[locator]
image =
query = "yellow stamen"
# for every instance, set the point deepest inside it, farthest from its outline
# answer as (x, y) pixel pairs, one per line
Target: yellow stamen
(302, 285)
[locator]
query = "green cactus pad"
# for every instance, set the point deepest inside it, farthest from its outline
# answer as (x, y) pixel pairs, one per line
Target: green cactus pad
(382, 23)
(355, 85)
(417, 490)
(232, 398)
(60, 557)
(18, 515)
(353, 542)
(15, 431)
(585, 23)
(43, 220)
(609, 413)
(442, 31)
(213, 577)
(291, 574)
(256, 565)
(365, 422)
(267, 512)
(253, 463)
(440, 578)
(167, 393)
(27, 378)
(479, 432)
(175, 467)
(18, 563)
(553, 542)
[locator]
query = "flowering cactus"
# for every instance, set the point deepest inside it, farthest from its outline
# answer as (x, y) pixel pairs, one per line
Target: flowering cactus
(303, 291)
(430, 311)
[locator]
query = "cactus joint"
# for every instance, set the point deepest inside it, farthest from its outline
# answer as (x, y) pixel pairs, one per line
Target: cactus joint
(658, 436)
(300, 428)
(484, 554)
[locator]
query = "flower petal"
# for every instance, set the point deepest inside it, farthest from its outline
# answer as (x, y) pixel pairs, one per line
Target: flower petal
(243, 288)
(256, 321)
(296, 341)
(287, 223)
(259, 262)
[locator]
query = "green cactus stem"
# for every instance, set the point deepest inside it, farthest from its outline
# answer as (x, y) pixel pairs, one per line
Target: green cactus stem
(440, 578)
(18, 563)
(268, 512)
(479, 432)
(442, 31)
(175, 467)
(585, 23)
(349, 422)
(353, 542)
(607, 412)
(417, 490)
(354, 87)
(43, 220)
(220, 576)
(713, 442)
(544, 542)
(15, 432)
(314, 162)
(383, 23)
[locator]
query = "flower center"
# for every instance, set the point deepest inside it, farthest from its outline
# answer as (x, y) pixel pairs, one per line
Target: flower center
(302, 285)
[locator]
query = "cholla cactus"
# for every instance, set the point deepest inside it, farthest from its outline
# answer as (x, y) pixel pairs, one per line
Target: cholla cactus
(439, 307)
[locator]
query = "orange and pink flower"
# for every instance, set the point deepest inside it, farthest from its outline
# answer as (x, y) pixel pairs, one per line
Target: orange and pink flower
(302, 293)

**Aim**
All entries must be repeated verbatim.

**Solved problem**
[locator]
image =
query = "yellow stamen"
# for every instance, set the point deepest inside it, farthest from its outline
# answer as (x, y) pixel pairs, one per line
Target: yellow stamen
(302, 285)
[locator]
query = "green cactus pad"
# for every instance, set the point deepest inside it, farthest from its outline
# answer as (x, y) pixel pairs, one per line
Target: green cactus pad
(382, 23)
(355, 85)
(417, 490)
(232, 398)
(60, 557)
(18, 515)
(353, 542)
(15, 431)
(585, 23)
(43, 220)
(609, 413)
(442, 31)
(213, 577)
(291, 574)
(256, 565)
(365, 422)
(267, 512)
(253, 463)
(440, 578)
(167, 393)
(27, 378)
(479, 432)
(175, 467)
(18, 563)
(553, 542)
[locator]
query = "flowering cactus"
# for every instance, set the point deepest inside it, farthest from its outline
# answer as (x, y) pixel pairs, one per line
Target: flowering cactus
(303, 291)
(430, 311)
[locator]
query = "cactus joint"
# for every instance, set the point deepest inside it, farthest from its outline
# answer as (x, y) pixel pairs, one per line
Target: cactus joint
(658, 436)
(300, 428)
(484, 554)
[locator]
query = "flower petal"
# for every instance, set the point deepest inside it, farthest from its outline
# answer as (x, y) pixel pairs, one per line
Target: flower petal
(243, 288)
(256, 321)
(296, 341)
(287, 223)
(259, 262)
[locator]
query = "green cactus stem"
# for every instance, set the point deepest inside it, farthest from its outline
# answer as (x, y) pixel pairs, one per line
Target: green cactus stem
(440, 578)
(18, 563)
(268, 512)
(479, 432)
(442, 31)
(175, 467)
(585, 23)
(349, 422)
(353, 542)
(607, 412)
(417, 490)
(354, 87)
(43, 220)
(220, 576)
(713, 442)
(544, 542)
(15, 432)
(314, 162)
(383, 23)
[locator]
query = "flower center"
# for every instance, set the point deepest inside it, farthest from its outline
# answer as (x, y) pixel pairs, one per line
Target: flower center
(302, 285)
[locator]
query = "cholla cactus"
# for every instance, set the point deepest inside it, farthest from its outline
# answer as (x, y) pixel pairs, one per line
Target: cholla cactus
(439, 307)
[locator]
query = "orange and pink flower"
# for every instance, set the point deepest inside it, farthest from its outline
# answer as (x, y) pixel pairs, one per line
Target: orange and pink flower
(302, 293)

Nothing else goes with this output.